**Aim a**
Find every line in the records below that contains the string "verge", matching case exactly, and copy each of those lines.

-- start of Quoted text --

Rosa says she feels Finn’s death has been “swept under the rug”.

“It just doesn’t feel good enough,” she says. “A student has died during isolation. The uni deciding to shove fences up between our accommodations without any regard for how we might feel about it shows how little they’re thinking about our mental health.”

Credit: Farris Ramsey

Rosa tells me she and her friends feel there’s a “lack of mental health support” at the university.

“My personal experience of the mental health service was being basically turned away and told I wasn’t anxious enough to receive counselling. I was directed to a website instead.

“I’m yet to find anyone who can say 100 per cent they’ve felt supported mentally since coming to uni.”

Sophie* was also at the protest last night. She says: “Some people protesting were clearly there because they care about the mental health aspect.”

Millie, Gareth and Phoebe agree, telling me about the “anxieties” they and many other students faced when moving to campus this term. “This was the breaking point for most of us who were already feeling very unsettled about our current academic and social situation,” they say.

-- end of Quoted text --
-- start of Data section --

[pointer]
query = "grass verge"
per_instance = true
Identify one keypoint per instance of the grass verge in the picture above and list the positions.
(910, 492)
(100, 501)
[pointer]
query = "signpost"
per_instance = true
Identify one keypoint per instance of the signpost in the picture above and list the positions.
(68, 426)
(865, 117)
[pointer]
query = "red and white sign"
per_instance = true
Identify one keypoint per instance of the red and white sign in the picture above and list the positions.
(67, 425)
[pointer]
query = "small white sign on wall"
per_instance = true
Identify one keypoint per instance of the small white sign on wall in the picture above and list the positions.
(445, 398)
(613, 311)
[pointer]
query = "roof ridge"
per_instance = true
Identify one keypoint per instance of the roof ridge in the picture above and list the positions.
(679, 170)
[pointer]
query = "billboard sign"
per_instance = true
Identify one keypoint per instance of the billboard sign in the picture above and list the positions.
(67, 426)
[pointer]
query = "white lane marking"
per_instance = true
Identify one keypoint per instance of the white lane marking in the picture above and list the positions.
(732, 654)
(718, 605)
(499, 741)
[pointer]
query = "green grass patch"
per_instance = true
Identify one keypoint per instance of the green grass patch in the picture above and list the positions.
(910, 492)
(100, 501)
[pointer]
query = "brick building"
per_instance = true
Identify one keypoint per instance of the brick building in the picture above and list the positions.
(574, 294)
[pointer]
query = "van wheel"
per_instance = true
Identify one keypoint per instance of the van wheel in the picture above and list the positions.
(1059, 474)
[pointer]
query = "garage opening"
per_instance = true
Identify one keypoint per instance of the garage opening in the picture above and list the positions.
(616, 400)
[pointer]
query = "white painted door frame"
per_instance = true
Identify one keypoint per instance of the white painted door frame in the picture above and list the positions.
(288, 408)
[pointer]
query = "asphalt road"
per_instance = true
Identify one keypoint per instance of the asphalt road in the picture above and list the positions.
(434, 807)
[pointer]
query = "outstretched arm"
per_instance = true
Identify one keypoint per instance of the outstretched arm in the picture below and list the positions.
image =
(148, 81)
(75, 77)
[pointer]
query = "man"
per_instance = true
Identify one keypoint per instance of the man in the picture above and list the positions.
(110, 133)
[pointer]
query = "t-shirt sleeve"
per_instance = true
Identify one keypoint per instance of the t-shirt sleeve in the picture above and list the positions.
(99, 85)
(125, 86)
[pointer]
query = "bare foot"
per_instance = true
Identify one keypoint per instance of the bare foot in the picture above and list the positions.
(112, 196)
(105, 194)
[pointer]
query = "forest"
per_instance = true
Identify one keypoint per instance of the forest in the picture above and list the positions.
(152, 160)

-- end of Data section --

**Aim b**
Proceed with the article about students protesting campus fences and mental health support, picking up right after its final sentence.

**Task answer a**
query = "grass verge"
Identify one keypoint per instance of the grass verge in the picture above and list the positions.

**Task answer b**
They also feel students have been unfairly blamed by many across the UK: “We face the brunt of the blame for the country’s current situation.”

‘There was a food fiasco during isolation’

Rosa says the university “needs to address the food fiasco during isolation”. She’s in a catered halls, so she and her flatmates were alright, but “three days after we got out, four huge boxes of food were left on our doorstep. We didn’t ask for any of it and weren’t told it was coming, and given most of it went off in a few days and there was no way to return it we had to throw a lot of it out, unfortunately.”

Last month, some Manchester Uni freshers having to isolate in halls reported having to wash clothes in their sinks, being unable to get food, and otherwise feeling they lacked support.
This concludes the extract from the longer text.